>> start EXERCISE MATERIAL

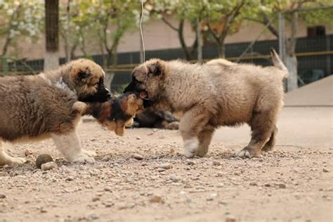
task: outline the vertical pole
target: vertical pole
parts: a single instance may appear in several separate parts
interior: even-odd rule
[[[329,51],[331,48],[331,44],[330,44],[330,39],[331,37],[329,35],[326,36],[326,50]],[[331,71],[331,55],[327,55],[326,56],[326,74],[328,76],[332,74]]]
[[[141,34],[139,32],[139,41],[140,41],[140,63],[143,63],[143,45],[141,39]]]
[[[279,12],[279,56],[285,63],[285,17],[282,12]],[[285,90],[287,91],[287,81],[285,79]]]
[[[69,62],[72,59],[70,55],[70,1],[68,0],[67,3],[67,17],[66,17],[66,53],[67,53],[67,61]]]
[[[202,37],[201,34],[201,24],[199,18],[197,19],[197,61],[202,63]]]

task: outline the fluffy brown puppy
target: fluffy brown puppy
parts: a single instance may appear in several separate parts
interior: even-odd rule
[[[126,93],[105,103],[77,102],[75,109],[81,115],[92,115],[100,124],[124,136],[125,126],[131,126],[133,118],[143,111],[143,100],[134,93]]]
[[[237,155],[256,157],[274,145],[283,104],[287,71],[275,51],[271,56],[275,67],[152,59],[133,70],[125,92],[145,91],[152,103],[184,112],[180,131],[188,157],[206,155],[216,128],[243,123],[251,126],[252,139]]]
[[[1,141],[18,142],[52,138],[70,162],[93,162],[94,152],[81,149],[76,132],[77,100],[107,101],[105,73],[86,59],[70,62],[58,70],[37,75],[0,78],[0,165],[22,164],[8,156]]]

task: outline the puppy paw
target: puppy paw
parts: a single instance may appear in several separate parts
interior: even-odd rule
[[[95,159],[90,157],[86,154],[82,152],[77,157],[72,158],[70,162],[74,163],[93,163],[95,162]]]
[[[197,153],[199,141],[196,138],[184,141],[184,155],[188,158],[193,158]]]
[[[199,150],[197,151],[197,156],[200,157],[204,157],[208,152],[208,149],[199,149]]]
[[[86,112],[87,107],[88,107],[88,105],[86,105],[86,103],[83,102],[79,101],[79,102],[75,102],[73,104],[73,106],[72,108],[73,109],[73,110],[75,110],[81,115]]]
[[[91,150],[82,150],[81,152],[86,154],[89,157],[93,157],[97,155],[97,154],[95,152],[91,151]]]
[[[253,150],[249,148],[244,148],[244,149],[238,152],[236,156],[244,159],[244,158],[252,158],[252,157],[257,157],[258,155],[256,154],[256,152]]]
[[[179,122],[171,122],[166,126],[166,129],[177,130],[179,129]]]

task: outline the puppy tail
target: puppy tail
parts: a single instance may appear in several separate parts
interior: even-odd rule
[[[270,48],[270,57],[272,58],[273,64],[274,64],[274,66],[277,67],[278,69],[283,71],[283,72],[285,73],[285,75],[283,76],[283,77],[287,78],[289,76],[288,70],[287,69],[286,66],[285,65],[285,64],[283,64],[283,62],[280,58],[279,55],[278,55],[276,51],[273,48]]]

>> end EXERCISE MATERIAL

_REQUIREMENT_
Starting at the line that has "task: outline the puppy tail" and continuing to the end of the listing, change every "puppy tail" to "dog tail". Reproduce only those lines and leave everything else as it is.

_RESPONSE TO THE TASK_
task: outline the dog tail
target: dog tail
parts: a single instance may appear in several separate parts
interior: even-odd rule
[[[270,48],[270,57],[272,58],[273,64],[274,64],[274,66],[277,67],[278,69],[283,71],[283,72],[285,73],[285,75],[283,76],[283,77],[287,78],[289,76],[288,70],[287,69],[286,66],[285,65],[285,64],[283,64],[283,62],[280,58],[279,55],[278,55],[276,51],[273,48]]]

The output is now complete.